Before printing, remove every picture; then print the lines below exactly, from the first line through the line containing "positive clicks: (238, 482) (214, 528)".

[Opening The data section]

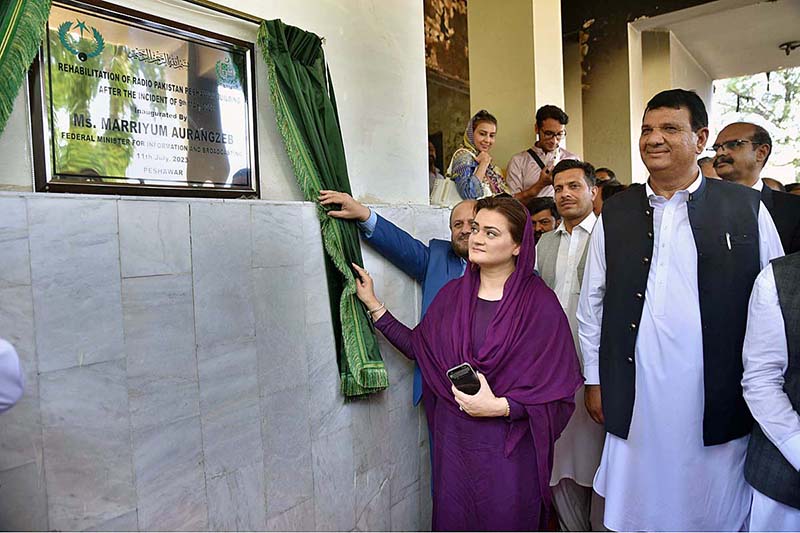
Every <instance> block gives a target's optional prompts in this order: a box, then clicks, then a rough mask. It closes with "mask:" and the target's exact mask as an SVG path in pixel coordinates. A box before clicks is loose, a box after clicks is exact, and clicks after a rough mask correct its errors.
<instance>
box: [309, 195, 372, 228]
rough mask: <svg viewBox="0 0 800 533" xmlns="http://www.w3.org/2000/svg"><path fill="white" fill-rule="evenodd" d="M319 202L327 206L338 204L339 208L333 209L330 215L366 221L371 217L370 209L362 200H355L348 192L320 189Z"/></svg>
mask: <svg viewBox="0 0 800 533" xmlns="http://www.w3.org/2000/svg"><path fill="white" fill-rule="evenodd" d="M318 200H319V203H320V205H323V206H325V207H327V206H330V205H336V204H338V205H339V206H340V207H339V209H331V210H330V211H328V216H331V217H333V218H344V219H347V220H358V221H359V222H366V221H367V219H369V215H370V210H369V207H367V206H365V205H364V204H362V203H361V202H359V201H357V200H355V199H354V198H353V197H352V196H350V195H349V194H347V193H346V192H338V191H328V190H322V191H319V198H318Z"/></svg>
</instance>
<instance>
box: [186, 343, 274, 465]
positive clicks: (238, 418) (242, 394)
mask: <svg viewBox="0 0 800 533" xmlns="http://www.w3.org/2000/svg"><path fill="white" fill-rule="evenodd" d="M197 360H198V370H199V377H200V412H201V416H202V427H203V449H204V451H205V469H206V477H207V478H208V477H214V476H216V475H217V474H220V473H223V472H232V471H233V470H236V469H238V468H241V467H245V466H248V465H252V464H255V463H256V462H261V461H262V460H263V457H264V452H263V449H262V445H261V416H260V407H259V389H258V375H257V368H258V355H257V349H256V343H255V341H254V340H249V341H239V342H231V343H223V344H217V345H214V346H207V347H198V349H197ZM262 475H263V474H262Z"/></svg>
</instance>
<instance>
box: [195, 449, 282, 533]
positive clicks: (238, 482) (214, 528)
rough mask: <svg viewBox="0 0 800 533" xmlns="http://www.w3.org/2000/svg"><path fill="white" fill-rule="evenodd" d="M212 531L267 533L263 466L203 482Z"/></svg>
mask: <svg viewBox="0 0 800 533" xmlns="http://www.w3.org/2000/svg"><path fill="white" fill-rule="evenodd" d="M206 486H207V490H208V528H209V529H210V530H211V531H261V530H264V529H266V527H267V521H266V509H265V500H264V465H263V464H262V463H261V462H258V463H255V464H252V465H249V466H245V467H242V468H239V469H236V470H233V471H230V472H225V473H223V474H219V475H216V476H212V477H207V478H206Z"/></svg>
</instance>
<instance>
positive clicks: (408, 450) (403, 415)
mask: <svg viewBox="0 0 800 533" xmlns="http://www.w3.org/2000/svg"><path fill="white" fill-rule="evenodd" d="M410 404H411V402H408V404H407V405H404V406H400V407H397V408H396V409H393V410H391V411H390V412H389V431H390V432H391V457H392V479H391V495H392V506H394V505H395V504H397V503H398V502H400V501H401V500H403V499H405V498H406V495H407V493H408V491H409V488H410V487H413V486H416V487H417V490H419V483H418V482H419V470H420V469H419V461H420V454H419V430H418V427H419V419H418V416H419V415H418V413H417V408H416V407H412V406H411V405H410Z"/></svg>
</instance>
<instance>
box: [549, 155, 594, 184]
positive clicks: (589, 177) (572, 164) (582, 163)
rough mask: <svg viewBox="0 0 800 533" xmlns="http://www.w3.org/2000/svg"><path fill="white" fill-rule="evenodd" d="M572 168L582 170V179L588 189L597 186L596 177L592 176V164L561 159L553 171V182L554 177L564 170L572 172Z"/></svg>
mask: <svg viewBox="0 0 800 533" xmlns="http://www.w3.org/2000/svg"><path fill="white" fill-rule="evenodd" d="M573 168H579V169H581V170H583V179H585V180H586V183H587V184H588V185H589V187H590V188H591V187H594V186H595V185H597V177H596V176H595V175H594V167H593V166H592V164H591V163H587V162H586V161H579V160H578V159H562V160H561V161H559V162H558V164H557V165H556V166H555V168H554V169H553V181H554V182H555V179H556V175H558V174H560V173H561V172H564V171H565V170H572V169H573Z"/></svg>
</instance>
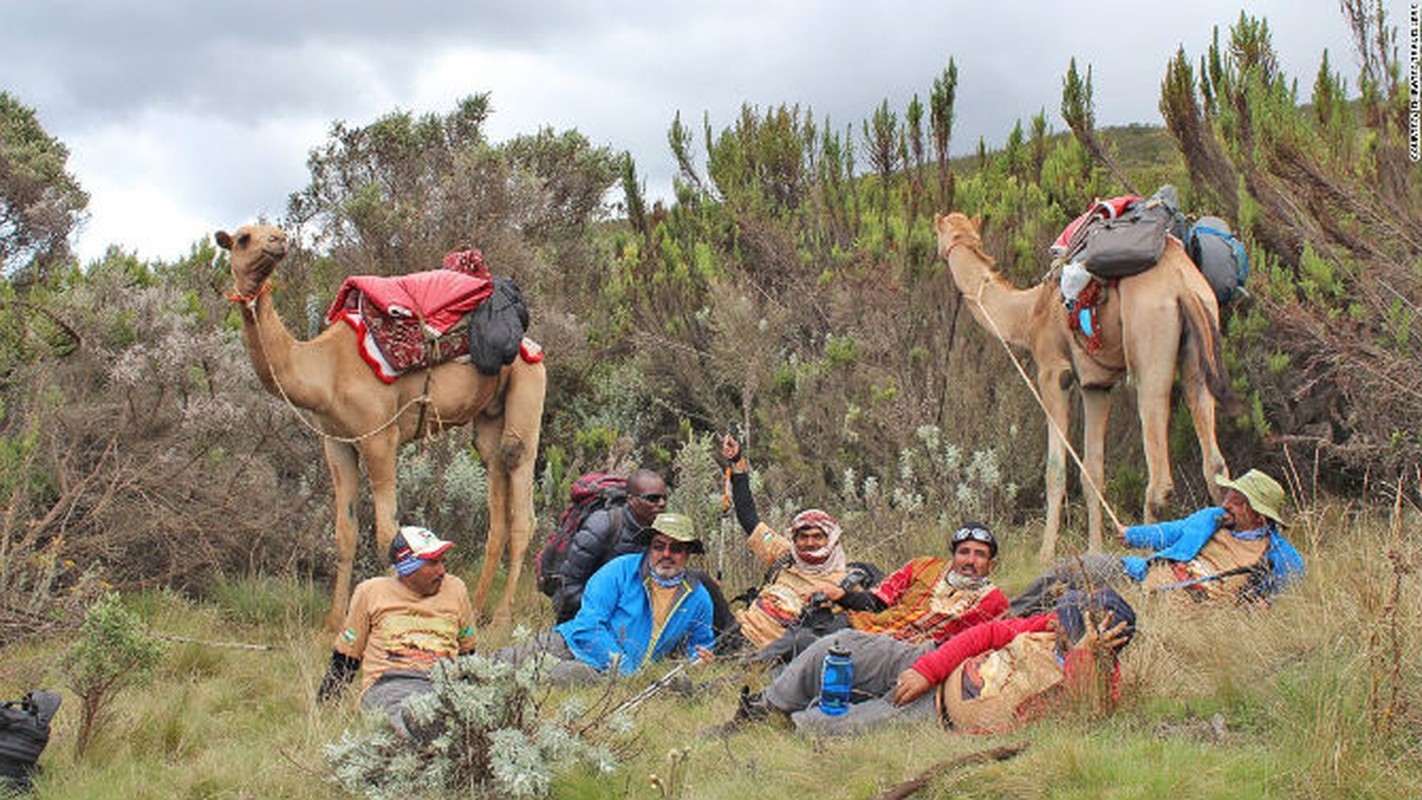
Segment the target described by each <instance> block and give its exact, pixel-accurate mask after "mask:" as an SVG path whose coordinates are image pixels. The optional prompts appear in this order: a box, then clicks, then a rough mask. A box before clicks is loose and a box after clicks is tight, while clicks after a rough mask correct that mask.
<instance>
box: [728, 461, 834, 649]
mask: <svg viewBox="0 0 1422 800" xmlns="http://www.w3.org/2000/svg"><path fill="white" fill-rule="evenodd" d="M721 455H722V456H724V458H725V460H727V462H728V463H729V465H731V497H732V502H734V504H735V517H737V520H739V523H741V529H742V530H745V533H747V539H745V544H747V546H748V547H749V548H751V551H752V553H754V554H755V556H757V558H759V560H761V563H762V564H765V566H766V567H768V568H771V567H778V568H776V570H775V575H774V578H771V580H769V581H768V583H766V584H765V585H764V587H761V590H759V593H758V594H757V595H755V598H754V600H751V601H749V604H748V605H747V608H745V610H744V611H737V614H735V618H737V621H738V622H739V624H741V635H744V637H745V639H747V641H748V642H749V644H751V647H754V648H755V649H761V648H764V647H765V645H768V644H771V642H774V641H775V639H778V638H781V637H782V635H784V634H785V631H786V628H789V627H791V625H792V624H793V622H795V621H796V620H799V617H801V611H803V610H805V601H806V598H809V597H811V595H813V594H815V593H818V591H830V590H836V588H839V583H840V581H843V580H845V575H846V574H848V571H846V560H845V548H843V547H840V544H839V537H840V530H839V523H838V521H836V520H835V517H832V516H829V514H828V513H825V512H822V510H819V509H806V510H803V512H801V513H798V514H795V517H793V519H792V520H791V530H789V533H791V537H789V539H785V537H784V536H781V534H778V533H775V530H772V529H771V526H768V524H765V523H762V521H761V516H759V513H757V510H755V499H754V497H752V496H751V479H749V475H748V473H747V469H748V467H747V462H745V458H744V453H742V452H741V443H739V442H737V440H735V436H731V435H727V436H725V438H724V439H722V440H721Z"/></svg>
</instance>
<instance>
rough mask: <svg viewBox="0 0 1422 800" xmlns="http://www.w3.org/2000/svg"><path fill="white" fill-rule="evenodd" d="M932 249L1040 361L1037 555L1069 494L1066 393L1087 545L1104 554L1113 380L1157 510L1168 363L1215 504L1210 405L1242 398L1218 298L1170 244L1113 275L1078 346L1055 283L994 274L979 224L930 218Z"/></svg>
mask: <svg viewBox="0 0 1422 800" xmlns="http://www.w3.org/2000/svg"><path fill="white" fill-rule="evenodd" d="M933 227H934V230H936V232H937V236H939V256H940V257H941V259H944V260H946V261H947V263H948V271H950V273H951V274H953V283H954V284H957V287H958V291H961V293H963V296H964V297H966V298H967V301H968V311H970V313H971V314H973V318H974V320H977V323H978V324H980V325H983V327H984V328H987V331H988V333H990V334H993V335H994V337H998V338H1001V340H1004V341H1005V342H1008V344H1012V345H1017V347H1022V348H1027V350H1028V351H1030V352H1031V354H1032V361H1034V362H1035V364H1037V391H1038V394H1039V395H1041V401H1042V409H1044V411H1045V412H1047V416H1048V425H1047V530H1045V531H1044V534H1042V547H1041V550H1039V553H1038V558H1041V560H1042V561H1044V563H1051V561H1052V560H1054V558H1055V556H1057V533H1058V530H1059V527H1061V513H1062V499H1064V496H1065V493H1067V460H1065V456H1067V442H1065V439H1064V438H1062V436H1065V435H1067V431H1068V425H1069V423H1071V406H1069V396H1068V394H1069V391H1071V385H1072V382H1074V381H1075V384H1076V385H1079V387H1081V389H1082V391H1081V396H1082V409H1084V412H1085V436H1084V438H1085V448H1084V450H1085V453H1084V455H1082V462H1084V463H1082V472H1084V475H1082V483H1084V485H1085V489H1086V517H1088V547H1089V548H1091V550H1094V551H1096V550H1101V497H1099V494H1098V493H1096V492H1094V490H1092V489H1091V487H1092V486H1095V487H1096V489H1101V487H1102V486H1103V483H1102V480H1103V466H1102V462H1103V455H1105V438H1106V418H1108V415H1109V413H1111V395H1109V391H1111V388H1112V387H1113V385H1116V382H1119V381H1121V378H1122V377H1125V375H1130V377H1133V378H1135V382H1136V404H1138V406H1139V411H1140V435H1142V440H1143V442H1142V443H1143V445H1145V453H1146V470H1148V472H1149V480H1148V483H1146V497H1145V521H1148V523H1149V521H1153V520H1155V519H1156V517H1158V514H1160V513H1162V512H1163V510H1165V504H1166V500H1167V499H1169V496H1170V492H1172V489H1173V487H1175V483H1173V480H1172V477H1170V453H1169V423H1170V387H1172V384H1173V382H1175V372H1176V365H1179V368H1180V389H1182V392H1183V395H1185V402H1186V405H1187V406H1189V409H1190V418H1192V421H1193V422H1194V436H1196V438H1197V439H1199V442H1200V460H1202V462H1203V467H1204V485H1206V487H1207V490H1209V492H1210V497H1212V499H1214V500H1219V493H1220V489H1219V486H1217V485H1216V482H1214V477H1216V476H1226V477H1227V476H1229V470H1227V467H1226V465H1224V456H1223V455H1220V446H1219V443H1217V442H1216V440H1214V401H1216V399H1219V401H1220V402H1221V404H1224V406H1226V408H1227V409H1229V411H1234V409H1236V408H1237V404H1239V399H1237V398H1236V396H1234V394H1233V392H1231V391H1230V388H1229V379H1227V378H1226V374H1224V364H1223V361H1221V360H1220V327H1219V304H1217V301H1216V300H1214V293H1213V291H1212V290H1210V286H1209V283H1207V281H1206V280H1204V277H1203V276H1202V274H1200V270H1199V269H1196V267H1194V263H1193V261H1192V260H1190V257H1189V256H1186V253H1185V250H1183V249H1182V247H1180V244H1179V243H1177V242H1175V240H1170V242H1169V244H1167V246H1166V250H1165V253H1163V254H1162V256H1160V261H1159V263H1156V266H1155V267H1152V269H1149V270H1146V271H1143V273H1139V274H1135V276H1130V277H1126V279H1121V280H1119V283H1116V284H1115V286H1111V287H1108V288H1106V291H1105V294H1103V297H1102V301H1101V306H1099V308H1101V311H1099V320H1098V325H1099V327H1101V331H1102V347H1101V348H1099V350H1098V351H1096V352H1091V354H1089V352H1086V350H1085V347H1084V345H1082V342H1081V341H1079V340H1078V337H1076V335H1075V334H1072V331H1071V328H1069V318H1068V315H1067V310H1065V307H1064V306H1062V300H1061V293H1059V291H1058V288H1057V283H1055V281H1049V283H1039V284H1037V286H1034V287H1032V288H1017V287H1014V286H1012V284H1011V283H1010V281H1008V280H1007V279H1005V277H1003V276H1001V273H998V271H997V270H995V269H994V264H995V261H994V260H993V257H991V256H988V254H987V253H985V252H984V250H983V237H981V234H980V233H978V230H980V219H978V217H974V219H968V217H967V216H964V215H961V213H957V212H954V213H950V215H947V216H943V215H934V217H933Z"/></svg>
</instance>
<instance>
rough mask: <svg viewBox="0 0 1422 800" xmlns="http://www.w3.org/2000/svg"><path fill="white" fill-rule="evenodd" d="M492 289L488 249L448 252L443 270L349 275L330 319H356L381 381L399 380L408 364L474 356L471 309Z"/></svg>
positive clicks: (394, 380)
mask: <svg viewBox="0 0 1422 800" xmlns="http://www.w3.org/2000/svg"><path fill="white" fill-rule="evenodd" d="M492 291H493V279H492V277H491V276H489V270H488V267H486V266H485V264H483V257H482V254H481V253H479V252H478V250H462V252H458V253H451V254H448V256H445V259H444V269H439V270H428V271H422V273H411V274H405V276H394V277H383V276H353V277H348V279H346V281H344V283H343V284H341V288H340V290H338V291H337V293H336V300H334V301H333V303H331V307H330V310H328V311H327V313H326V323H327V324H333V323H336V321H337V320H340V321H343V323H346V324H347V325H350V327H351V328H353V330H354V331H355V334H357V337H358V341H360V354H361V358H364V360H365V362H367V364H370V367H371V369H374V371H375V375H377V377H378V378H380V379H381V381H384V382H387V384H394V382H395V379H397V378H400V375H401V374H402V372H405V371H408V369H418V368H422V367H434V365H437V364H444V362H445V361H451V360H454V358H458V357H461V355H464V357H468V354H469V324H468V314H469V313H471V311H474V310H475V308H478V307H479V304H481V303H483V301H485V300H486V298H488V297H489V294H491V293H492Z"/></svg>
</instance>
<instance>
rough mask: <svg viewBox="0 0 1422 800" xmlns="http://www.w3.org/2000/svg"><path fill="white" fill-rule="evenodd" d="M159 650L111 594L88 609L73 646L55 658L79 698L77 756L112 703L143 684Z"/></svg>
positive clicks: (151, 669)
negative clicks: (129, 690)
mask: <svg viewBox="0 0 1422 800" xmlns="http://www.w3.org/2000/svg"><path fill="white" fill-rule="evenodd" d="M164 649H165V645H164V642H161V641H158V639H155V638H152V637H149V635H148V634H146V631H145V627H144V621H142V620H141V618H139V617H138V615H137V614H134V612H132V611H129V610H127V608H124V605H122V602H121V601H119V597H118V594H117V593H111V594H108V595H105V597H104V598H101V600H100V601H98V602H95V604H94V605H92V607H90V610H88V614H87V615H85V617H84V625H82V627H81V628H80V638H78V641H75V642H74V644H73V645H71V647H70V649H68V651H65V652H64V656H63V658H61V659H60V668H61V669H63V671H64V675H65V679H67V682H68V686H70V689H73V691H74V693H75V695H78V698H80V733H78V739H77V740H75V743H74V752H75V756H77V757H82V756H84V750H87V749H88V745H90V742H91V740H92V737H94V732H95V730H97V729H98V725H100V722H101V720H102V718H104V710H105V709H107V708H108V706H109V703H111V702H112V701H114V698H115V696H117V695H118V693H119V692H121V691H124V689H125V688H128V686H132V685H135V683H139V682H142V681H145V679H146V678H148V675H149V674H151V672H152V669H154V666H155V665H156V664H158V659H159V658H161V656H162V654H164Z"/></svg>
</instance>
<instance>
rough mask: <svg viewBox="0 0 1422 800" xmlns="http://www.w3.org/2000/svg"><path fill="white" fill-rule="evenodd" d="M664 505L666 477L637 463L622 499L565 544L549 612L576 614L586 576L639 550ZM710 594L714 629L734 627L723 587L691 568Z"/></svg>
mask: <svg viewBox="0 0 1422 800" xmlns="http://www.w3.org/2000/svg"><path fill="white" fill-rule="evenodd" d="M665 509H667V482H665V480H663V477H661V476H660V475H657V473H656V472H654V470H650V469H636V470H633V472H631V475H629V476H627V502H626V504H620V503H619V504H613V506H609V507H604V509H599V510H596V512H593V513H592V514H589V516H587V519H586V520H583V526H582V527H580V529H579V530H577V533H574V534H573V539H572V540H570V541H569V544H567V556H565V557H563V561H562V564H559V567H557V580H559V584H560V585H559V588H557V593H555V594H553V614H555V617H556V618H557V621H559V622H567V621H569V620H572V618H573V617H576V615H577V610H579V608H580V607H582V604H583V588H584V587H586V585H587V580H589V578H590V577H592V575H593V573H596V571H597V570H599V568H602V566H603V564H606V563H607V561H611V560H613V558H616V557H619V556H627V554H631V553H641V551H644V550H646V547H647V544H646V541H644V540H643V539H641V534H643V531H644V530H647V526H650V524H651V520H654V519H656V517H657V514H658V513H661V512H664V510H665ZM693 573H694V574H695V577H697V580H698V581H700V583H701V585H702V587H704V588H705V590H707V593H710V595H711V605H712V610H714V628H715V631H717V634H718V635H722V634H728V632H732V631H734V629H735V620H734V618H732V617H731V605H729V604H728V602H727V601H725V597H724V595H722V594H721V587H718V585H717V584H715V581H712V580H711V577H710V575H707V574H705V573H704V571H701V570H693Z"/></svg>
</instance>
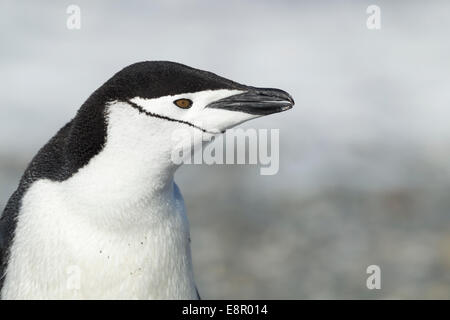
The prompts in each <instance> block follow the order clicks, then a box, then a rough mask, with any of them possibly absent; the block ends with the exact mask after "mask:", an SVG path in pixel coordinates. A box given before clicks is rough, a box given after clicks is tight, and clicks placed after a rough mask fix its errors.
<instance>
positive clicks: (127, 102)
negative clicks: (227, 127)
mask: <svg viewBox="0 0 450 320" xmlns="http://www.w3.org/2000/svg"><path fill="white" fill-rule="evenodd" d="M126 102H127V103H129V104H130V105H131V106H132V107H133V108H135V109H136V110H138V111H139V112H141V113H143V114H145V115H147V116H149V117H154V118H159V119H163V120H167V121H172V122H179V123H182V124H186V125H188V126H190V127H193V128H196V129H199V130H201V131H203V132H205V133H210V134H216V132H211V131H208V130H205V129H203V128H201V127H199V126H196V125H195V124H192V123H190V122H187V121H183V120H177V119H173V118H169V117H166V116H162V115H160V114H157V113H153V112H149V111H147V110H145V109H144V108H142V107H141V106H140V105H138V104H136V103H134V102H132V101H130V100H127V101H126Z"/></svg>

[Closing The data section]

#### [Answer below]
Every <instance> block gives a target's optional prompts in this order: a box, then clicks, then a rough mask. It closes with "mask:" and the target's exact mask as an SVG path in pixel coordinates. A box before clicks is loose, a box after clicks is exact, and clicks after a rough mask correct its errors.
<instance>
box: [309, 195, 372, 228]
rough mask: <svg viewBox="0 0 800 533" xmlns="http://www.w3.org/2000/svg"><path fill="white" fill-rule="evenodd" d="M319 202L327 206L338 204L339 208L333 209L330 215L366 221L371 217L370 209L362 200H355L348 192L320 189Z"/></svg>
mask: <svg viewBox="0 0 800 533" xmlns="http://www.w3.org/2000/svg"><path fill="white" fill-rule="evenodd" d="M318 200H319V203H320V205H323V206H325V207H327V206H330V205H336V204H338V205H339V206H340V207H339V209H331V210H330V211H328V216H331V217H333V218H344V219H347V220H358V221H359V222H366V221H367V219H369V215H370V210H369V207H367V206H365V205H364V204H362V203H361V202H359V201H357V200H355V199H354V198H353V197H352V196H350V195H349V194H347V193H346V192H338V191H328V190H322V191H319V198H318Z"/></svg>
</instance>
<instance>
box: [186, 343, 274, 465]
positive clicks: (238, 418) (242, 394)
mask: <svg viewBox="0 0 800 533" xmlns="http://www.w3.org/2000/svg"><path fill="white" fill-rule="evenodd" d="M197 360H198V370H199V377H200V412H201V416H202V427H203V449H204V451H205V469H206V477H207V478H208V477H214V476H216V475H217V474H220V473H223V472H232V471H233V470H236V469H238V468H241V467H245V466H248V465H252V464H255V463H256V462H261V461H262V460H263V457H264V452H263V449H262V445H261V416H260V407H259V389H258V375H257V368H258V355H257V349H256V343H255V341H254V340H249V341H239V342H231V343H223V344H217V345H214V346H207V347H198V349H197ZM262 475H263V474H262Z"/></svg>
</instance>
<instance>
box: [195, 449, 282, 533]
positive clicks: (238, 482) (214, 528)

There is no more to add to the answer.